Exercise task. Copy the records from the line containing "Would you be able to point out the bridle" through the end of the records, inclusive, keeping every request unchanged. Add 85 to each coordinate value in the answers.

Exercise input.
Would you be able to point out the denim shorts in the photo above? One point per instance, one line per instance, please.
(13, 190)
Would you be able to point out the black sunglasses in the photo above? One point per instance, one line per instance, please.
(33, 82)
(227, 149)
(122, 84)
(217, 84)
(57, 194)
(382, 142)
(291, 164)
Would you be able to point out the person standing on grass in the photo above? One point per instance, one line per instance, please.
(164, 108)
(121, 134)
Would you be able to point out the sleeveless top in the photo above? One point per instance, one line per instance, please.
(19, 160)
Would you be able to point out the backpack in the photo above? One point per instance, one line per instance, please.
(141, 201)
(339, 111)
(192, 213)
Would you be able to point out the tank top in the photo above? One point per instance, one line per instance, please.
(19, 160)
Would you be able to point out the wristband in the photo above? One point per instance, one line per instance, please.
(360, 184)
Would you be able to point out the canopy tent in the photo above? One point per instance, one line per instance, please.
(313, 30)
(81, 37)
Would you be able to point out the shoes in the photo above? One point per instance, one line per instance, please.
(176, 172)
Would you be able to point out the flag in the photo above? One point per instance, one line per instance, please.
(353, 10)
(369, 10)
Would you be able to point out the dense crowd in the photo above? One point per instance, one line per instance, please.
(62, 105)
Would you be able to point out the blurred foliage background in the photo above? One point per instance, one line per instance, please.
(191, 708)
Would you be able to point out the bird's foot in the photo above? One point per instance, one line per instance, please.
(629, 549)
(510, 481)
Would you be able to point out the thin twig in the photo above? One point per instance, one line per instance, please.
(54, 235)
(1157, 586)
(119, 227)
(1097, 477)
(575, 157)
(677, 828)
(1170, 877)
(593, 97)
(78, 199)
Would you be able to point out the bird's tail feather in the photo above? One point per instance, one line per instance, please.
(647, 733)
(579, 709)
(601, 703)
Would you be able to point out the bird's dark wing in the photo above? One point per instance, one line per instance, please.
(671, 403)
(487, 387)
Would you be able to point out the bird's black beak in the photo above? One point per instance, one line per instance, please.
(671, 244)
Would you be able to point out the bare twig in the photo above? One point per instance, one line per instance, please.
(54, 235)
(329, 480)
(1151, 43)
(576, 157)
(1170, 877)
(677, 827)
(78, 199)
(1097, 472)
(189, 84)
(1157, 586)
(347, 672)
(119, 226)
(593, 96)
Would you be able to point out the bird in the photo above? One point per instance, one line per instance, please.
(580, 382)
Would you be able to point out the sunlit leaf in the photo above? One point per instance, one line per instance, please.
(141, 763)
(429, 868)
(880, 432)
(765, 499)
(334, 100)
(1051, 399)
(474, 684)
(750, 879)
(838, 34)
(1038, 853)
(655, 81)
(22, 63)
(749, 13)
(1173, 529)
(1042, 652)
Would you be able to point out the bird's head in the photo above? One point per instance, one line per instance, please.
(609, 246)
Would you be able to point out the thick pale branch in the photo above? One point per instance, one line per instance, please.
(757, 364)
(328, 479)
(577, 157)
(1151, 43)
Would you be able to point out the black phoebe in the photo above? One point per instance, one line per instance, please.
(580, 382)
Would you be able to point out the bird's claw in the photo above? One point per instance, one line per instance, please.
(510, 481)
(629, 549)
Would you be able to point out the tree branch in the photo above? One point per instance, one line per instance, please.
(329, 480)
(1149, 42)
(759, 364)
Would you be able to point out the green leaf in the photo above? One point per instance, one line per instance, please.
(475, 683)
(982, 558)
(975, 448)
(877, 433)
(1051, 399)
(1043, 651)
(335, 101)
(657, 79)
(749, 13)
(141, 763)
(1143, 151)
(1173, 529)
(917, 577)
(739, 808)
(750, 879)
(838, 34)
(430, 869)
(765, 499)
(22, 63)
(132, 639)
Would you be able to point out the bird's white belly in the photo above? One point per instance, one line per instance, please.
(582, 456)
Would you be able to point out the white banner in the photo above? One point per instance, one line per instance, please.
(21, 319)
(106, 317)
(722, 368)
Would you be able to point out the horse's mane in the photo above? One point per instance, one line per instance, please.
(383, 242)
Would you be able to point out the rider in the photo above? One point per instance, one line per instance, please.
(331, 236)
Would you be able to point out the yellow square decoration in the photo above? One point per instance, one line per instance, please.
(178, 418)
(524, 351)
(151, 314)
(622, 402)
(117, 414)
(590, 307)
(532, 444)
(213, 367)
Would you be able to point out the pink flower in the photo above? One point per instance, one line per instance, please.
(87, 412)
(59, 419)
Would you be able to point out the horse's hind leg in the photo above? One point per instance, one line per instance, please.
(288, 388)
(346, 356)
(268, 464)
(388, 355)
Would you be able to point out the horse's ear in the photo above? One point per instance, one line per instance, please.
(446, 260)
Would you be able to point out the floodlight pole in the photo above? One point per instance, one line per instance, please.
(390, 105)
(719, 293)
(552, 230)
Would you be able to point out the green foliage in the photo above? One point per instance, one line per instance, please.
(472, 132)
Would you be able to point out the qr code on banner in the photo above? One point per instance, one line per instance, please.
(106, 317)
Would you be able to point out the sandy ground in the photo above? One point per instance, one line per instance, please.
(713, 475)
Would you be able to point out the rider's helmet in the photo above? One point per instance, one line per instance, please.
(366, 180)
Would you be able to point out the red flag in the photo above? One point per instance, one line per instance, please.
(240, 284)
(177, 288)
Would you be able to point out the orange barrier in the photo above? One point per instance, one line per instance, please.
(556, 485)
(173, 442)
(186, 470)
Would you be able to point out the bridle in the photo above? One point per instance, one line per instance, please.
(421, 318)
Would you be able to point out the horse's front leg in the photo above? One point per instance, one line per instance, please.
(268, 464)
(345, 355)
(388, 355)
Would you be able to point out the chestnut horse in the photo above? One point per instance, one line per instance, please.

Complete output.
Would you be able to point out the bridle in the photo above? One point per instance, one line per instance, please.
(506, 403)
Would you be able to point out the horse's front leg in the photo above? One point per instance, one line per instance, please.
(353, 549)
(430, 440)
(473, 440)
Would you be able to point out the chestnut horse in the photo above? One point per instance, one line per instance, please.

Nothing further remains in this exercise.